Work to complete => Given the records below, pull every line with the word "railing" into the answer.

Dataset =>
::::
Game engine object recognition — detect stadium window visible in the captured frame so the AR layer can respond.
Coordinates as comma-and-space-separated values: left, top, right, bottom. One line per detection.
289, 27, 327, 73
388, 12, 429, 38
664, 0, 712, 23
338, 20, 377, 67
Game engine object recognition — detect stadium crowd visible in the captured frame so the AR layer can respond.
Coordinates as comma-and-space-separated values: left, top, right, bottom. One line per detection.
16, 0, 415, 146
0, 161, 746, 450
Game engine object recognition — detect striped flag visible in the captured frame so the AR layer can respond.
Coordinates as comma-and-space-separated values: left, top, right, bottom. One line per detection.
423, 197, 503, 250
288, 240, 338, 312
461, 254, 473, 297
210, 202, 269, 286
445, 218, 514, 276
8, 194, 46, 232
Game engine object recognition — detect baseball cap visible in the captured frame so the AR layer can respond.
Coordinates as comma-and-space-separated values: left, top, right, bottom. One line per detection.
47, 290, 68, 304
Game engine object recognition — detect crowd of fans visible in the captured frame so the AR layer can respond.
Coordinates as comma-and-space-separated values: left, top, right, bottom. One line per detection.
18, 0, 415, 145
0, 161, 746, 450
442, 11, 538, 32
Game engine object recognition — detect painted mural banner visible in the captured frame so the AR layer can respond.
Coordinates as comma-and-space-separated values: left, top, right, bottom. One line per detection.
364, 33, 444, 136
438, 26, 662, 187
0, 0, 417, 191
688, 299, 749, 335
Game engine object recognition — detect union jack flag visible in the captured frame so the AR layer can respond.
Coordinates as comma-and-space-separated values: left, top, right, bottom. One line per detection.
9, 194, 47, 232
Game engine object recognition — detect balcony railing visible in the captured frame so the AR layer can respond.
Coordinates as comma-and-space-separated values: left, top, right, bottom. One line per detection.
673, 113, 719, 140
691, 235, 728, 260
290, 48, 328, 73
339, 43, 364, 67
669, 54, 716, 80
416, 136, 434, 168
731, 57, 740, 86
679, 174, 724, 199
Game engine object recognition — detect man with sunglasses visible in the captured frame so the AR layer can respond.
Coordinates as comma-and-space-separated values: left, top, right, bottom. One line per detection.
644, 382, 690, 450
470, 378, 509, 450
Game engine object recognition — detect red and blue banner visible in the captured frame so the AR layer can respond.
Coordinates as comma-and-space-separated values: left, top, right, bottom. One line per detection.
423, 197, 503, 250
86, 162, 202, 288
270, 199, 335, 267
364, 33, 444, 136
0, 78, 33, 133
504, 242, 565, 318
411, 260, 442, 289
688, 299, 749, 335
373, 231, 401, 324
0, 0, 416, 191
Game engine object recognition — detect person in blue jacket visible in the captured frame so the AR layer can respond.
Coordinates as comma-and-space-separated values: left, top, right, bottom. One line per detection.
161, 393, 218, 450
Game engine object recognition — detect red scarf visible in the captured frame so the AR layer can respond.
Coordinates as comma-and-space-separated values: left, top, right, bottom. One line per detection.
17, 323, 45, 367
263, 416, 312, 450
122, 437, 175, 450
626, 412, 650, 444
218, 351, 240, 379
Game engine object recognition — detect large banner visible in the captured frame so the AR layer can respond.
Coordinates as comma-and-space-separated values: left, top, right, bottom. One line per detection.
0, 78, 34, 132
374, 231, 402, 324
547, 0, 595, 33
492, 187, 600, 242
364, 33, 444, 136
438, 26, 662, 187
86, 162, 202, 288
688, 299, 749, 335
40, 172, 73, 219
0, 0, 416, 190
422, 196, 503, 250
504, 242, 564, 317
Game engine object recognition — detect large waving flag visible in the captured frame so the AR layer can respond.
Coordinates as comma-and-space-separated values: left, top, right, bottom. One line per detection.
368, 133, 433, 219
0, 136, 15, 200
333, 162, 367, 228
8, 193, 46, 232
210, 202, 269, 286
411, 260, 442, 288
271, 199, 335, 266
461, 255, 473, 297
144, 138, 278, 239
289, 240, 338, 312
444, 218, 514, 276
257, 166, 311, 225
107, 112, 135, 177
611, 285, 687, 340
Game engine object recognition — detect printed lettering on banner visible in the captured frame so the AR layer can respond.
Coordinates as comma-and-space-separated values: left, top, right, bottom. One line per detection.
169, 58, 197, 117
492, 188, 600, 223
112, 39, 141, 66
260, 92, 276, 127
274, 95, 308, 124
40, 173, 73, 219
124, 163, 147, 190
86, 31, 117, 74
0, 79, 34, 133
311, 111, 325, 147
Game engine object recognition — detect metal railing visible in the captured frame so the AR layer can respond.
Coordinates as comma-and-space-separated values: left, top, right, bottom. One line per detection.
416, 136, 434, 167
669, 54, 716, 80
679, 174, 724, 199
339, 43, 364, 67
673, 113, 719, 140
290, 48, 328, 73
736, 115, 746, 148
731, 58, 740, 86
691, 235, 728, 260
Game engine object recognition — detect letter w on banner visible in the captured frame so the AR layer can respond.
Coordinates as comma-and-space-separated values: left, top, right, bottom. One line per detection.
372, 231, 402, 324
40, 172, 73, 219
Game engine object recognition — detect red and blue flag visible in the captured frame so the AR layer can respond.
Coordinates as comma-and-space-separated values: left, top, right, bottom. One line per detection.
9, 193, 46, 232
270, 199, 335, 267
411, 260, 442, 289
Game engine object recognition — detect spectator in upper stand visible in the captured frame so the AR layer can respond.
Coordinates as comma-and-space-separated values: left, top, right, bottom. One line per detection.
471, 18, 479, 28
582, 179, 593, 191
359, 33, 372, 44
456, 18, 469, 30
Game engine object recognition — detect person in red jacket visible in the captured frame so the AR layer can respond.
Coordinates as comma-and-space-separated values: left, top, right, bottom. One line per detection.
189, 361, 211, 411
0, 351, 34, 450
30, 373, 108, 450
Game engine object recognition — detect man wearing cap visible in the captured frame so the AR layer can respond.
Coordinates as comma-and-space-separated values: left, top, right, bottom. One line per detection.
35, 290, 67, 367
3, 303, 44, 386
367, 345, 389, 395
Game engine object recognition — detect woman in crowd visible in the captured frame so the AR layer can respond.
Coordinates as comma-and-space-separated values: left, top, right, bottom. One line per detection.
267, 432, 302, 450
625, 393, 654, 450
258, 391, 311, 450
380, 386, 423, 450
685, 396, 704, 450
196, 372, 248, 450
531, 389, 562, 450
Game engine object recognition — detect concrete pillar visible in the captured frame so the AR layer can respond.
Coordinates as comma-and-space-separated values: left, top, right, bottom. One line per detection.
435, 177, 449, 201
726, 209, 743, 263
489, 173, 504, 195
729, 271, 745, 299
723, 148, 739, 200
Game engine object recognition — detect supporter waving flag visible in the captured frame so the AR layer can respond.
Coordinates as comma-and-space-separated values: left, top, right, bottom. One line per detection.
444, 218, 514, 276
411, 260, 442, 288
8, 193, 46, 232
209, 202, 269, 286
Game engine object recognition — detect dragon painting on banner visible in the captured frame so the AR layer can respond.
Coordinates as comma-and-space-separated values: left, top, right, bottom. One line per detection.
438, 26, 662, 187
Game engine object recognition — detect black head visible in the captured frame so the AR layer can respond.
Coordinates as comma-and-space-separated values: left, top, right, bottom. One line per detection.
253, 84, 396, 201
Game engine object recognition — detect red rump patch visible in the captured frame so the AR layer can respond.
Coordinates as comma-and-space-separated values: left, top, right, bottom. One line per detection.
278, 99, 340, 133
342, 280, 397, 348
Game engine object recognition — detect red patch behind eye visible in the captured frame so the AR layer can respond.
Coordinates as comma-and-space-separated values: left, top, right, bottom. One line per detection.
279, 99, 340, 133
::::
Your response =>
Game engine object recognition — detect balcony railing visible in the captured frame so the AR layer can respond.
Game engine object recognition — detect metal railing visible in the captured frame so the AR layer can respond.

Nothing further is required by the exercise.